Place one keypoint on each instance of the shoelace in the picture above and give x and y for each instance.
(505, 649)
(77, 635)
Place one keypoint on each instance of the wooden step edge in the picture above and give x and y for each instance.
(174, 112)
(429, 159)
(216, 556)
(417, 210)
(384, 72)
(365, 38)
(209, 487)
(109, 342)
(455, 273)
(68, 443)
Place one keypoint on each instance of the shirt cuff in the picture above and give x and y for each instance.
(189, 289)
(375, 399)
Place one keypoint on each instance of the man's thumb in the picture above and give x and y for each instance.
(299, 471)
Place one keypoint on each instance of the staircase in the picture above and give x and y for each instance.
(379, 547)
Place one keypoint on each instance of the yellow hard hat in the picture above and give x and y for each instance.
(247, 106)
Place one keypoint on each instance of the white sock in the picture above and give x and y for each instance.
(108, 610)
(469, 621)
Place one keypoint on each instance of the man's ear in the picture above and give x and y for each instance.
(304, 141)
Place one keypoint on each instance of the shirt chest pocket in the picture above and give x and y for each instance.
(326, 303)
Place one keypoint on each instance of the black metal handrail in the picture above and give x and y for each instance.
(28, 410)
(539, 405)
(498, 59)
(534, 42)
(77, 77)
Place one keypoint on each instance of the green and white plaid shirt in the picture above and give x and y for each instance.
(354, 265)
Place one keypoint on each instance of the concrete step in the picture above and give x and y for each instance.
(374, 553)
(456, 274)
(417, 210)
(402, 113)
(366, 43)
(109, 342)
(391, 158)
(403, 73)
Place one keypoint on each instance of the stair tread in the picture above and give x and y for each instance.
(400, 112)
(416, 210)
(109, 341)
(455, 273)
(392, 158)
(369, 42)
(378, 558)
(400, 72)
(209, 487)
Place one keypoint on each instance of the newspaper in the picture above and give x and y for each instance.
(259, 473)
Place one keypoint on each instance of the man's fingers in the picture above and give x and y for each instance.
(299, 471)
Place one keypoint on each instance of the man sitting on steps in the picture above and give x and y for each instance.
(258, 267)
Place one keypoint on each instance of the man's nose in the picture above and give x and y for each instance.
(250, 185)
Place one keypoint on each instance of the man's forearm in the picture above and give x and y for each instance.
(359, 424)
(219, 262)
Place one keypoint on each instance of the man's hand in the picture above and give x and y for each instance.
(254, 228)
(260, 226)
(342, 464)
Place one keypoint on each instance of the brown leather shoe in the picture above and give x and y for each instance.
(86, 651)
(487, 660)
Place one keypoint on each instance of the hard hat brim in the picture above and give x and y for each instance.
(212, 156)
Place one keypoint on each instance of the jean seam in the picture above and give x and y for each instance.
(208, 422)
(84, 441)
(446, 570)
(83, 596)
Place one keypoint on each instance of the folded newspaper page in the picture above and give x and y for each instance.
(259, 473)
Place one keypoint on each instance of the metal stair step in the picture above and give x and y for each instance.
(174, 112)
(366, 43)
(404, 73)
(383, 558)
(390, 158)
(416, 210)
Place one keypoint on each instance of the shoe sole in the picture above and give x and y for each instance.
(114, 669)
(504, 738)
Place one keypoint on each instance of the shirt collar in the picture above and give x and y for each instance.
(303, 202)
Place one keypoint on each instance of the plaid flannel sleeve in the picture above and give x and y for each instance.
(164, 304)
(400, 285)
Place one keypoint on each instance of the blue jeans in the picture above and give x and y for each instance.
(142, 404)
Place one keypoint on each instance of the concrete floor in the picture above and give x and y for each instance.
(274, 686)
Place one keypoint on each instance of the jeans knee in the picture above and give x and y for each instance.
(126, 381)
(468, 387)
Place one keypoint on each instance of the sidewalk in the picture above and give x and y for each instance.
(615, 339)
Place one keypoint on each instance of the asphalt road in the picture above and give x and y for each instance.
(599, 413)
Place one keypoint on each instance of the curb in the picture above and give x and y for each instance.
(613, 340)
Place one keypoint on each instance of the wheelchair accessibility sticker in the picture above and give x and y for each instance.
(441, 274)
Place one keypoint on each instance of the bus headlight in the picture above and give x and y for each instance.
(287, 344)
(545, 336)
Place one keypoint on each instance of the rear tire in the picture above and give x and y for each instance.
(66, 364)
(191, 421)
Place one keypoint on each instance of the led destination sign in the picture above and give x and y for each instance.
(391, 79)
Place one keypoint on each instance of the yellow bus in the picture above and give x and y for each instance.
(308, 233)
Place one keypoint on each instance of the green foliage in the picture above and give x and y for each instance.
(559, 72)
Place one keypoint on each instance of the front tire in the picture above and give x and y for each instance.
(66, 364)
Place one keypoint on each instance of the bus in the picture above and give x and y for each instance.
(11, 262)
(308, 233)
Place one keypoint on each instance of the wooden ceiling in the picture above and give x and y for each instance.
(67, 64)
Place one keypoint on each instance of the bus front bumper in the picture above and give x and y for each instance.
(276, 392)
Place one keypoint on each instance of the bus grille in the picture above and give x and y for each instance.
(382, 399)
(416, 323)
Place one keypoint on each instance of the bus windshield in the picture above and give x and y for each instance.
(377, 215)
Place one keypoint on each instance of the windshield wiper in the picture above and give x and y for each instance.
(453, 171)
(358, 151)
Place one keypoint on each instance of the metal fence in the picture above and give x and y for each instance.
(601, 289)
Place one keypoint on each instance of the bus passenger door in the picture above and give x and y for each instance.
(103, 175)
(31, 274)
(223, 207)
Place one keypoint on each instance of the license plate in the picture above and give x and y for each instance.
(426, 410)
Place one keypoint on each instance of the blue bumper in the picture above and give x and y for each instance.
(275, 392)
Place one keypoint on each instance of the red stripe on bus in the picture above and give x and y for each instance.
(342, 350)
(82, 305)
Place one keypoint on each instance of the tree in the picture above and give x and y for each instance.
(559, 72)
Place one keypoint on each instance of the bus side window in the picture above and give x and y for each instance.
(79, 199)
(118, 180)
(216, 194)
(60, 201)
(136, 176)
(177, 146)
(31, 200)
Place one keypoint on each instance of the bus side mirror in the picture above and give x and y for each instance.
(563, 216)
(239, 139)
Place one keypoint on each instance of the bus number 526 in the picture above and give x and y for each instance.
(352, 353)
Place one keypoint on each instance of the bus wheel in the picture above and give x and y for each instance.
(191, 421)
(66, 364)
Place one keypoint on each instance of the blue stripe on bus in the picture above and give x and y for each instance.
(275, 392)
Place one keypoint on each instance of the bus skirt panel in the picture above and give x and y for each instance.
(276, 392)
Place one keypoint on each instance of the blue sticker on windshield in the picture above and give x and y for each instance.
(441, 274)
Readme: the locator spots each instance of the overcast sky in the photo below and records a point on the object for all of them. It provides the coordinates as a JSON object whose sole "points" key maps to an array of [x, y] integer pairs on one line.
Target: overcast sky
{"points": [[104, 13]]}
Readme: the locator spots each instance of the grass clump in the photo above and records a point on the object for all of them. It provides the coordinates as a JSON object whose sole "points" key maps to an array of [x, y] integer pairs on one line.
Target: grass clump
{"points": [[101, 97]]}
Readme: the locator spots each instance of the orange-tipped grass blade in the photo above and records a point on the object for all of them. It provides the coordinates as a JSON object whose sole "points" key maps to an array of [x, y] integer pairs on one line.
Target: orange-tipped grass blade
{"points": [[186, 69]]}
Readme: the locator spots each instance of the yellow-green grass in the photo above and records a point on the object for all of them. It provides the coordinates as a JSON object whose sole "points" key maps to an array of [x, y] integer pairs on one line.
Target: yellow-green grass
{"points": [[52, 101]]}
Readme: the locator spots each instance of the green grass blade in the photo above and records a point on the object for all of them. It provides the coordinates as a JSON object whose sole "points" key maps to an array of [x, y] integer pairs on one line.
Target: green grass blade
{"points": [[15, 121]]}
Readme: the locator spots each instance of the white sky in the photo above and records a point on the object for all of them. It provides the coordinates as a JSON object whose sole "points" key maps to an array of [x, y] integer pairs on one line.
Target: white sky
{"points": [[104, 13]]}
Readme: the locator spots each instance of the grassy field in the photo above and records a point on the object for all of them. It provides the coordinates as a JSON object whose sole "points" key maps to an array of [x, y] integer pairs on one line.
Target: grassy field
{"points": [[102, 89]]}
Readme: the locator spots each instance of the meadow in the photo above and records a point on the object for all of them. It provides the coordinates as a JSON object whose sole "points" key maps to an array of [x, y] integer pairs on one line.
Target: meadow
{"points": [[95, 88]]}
________________________
## What to do
Please give an exact copy of the entries above, from the line with "Place one keypoint on each instance of the blue bumper" down to the line with "Readme: the locator spots each instance of the overcast", inclusive, and nothing else.

## The completed task
Place one keypoint on each instance of the blue bumper in the picture above and give x and y for each instance.
(275, 392)
Place one keypoint on each instance of the red stripe on bus in the picture above and give x and y for each instance.
(342, 350)
(82, 305)
Place one keypoint on each instance of the tree in the picture above and give x and y for each instance.
(559, 72)
Place one keypoint on each instance of the bus side window in the picture above and give x and y for each instance.
(79, 199)
(118, 180)
(216, 194)
(60, 201)
(136, 176)
(177, 146)
(31, 200)
Place one keypoint on each instance of the bus side mirror in the picture above and give x and y for each instance.
(563, 216)
(239, 139)
Place one keypoint on each instance of the bus number 526 in the picture above and give x and y for each instance.
(352, 353)
Place one keypoint on each instance of the bus wheel in the picture above and give x and y for each instance.
(191, 421)
(66, 364)
Place one keypoint on each instance of the blue stripe on bus in the picture above and give x and y for each instance.
(275, 392)
Place one keypoint on each instance of the bus skirt panel in the picture above and give x and y for each instance.
(276, 392)
Place one keypoint on each instance of the blue sticker on windshield in the picture above and give x and y for each instance.
(441, 274)
Readme: the locator spots each instance of the overcast sky in the photo below and records a point on the object for all of them. It provides the coordinates as a JSON object whose sole "points" key maps to an array of [x, y] integer pairs on one line.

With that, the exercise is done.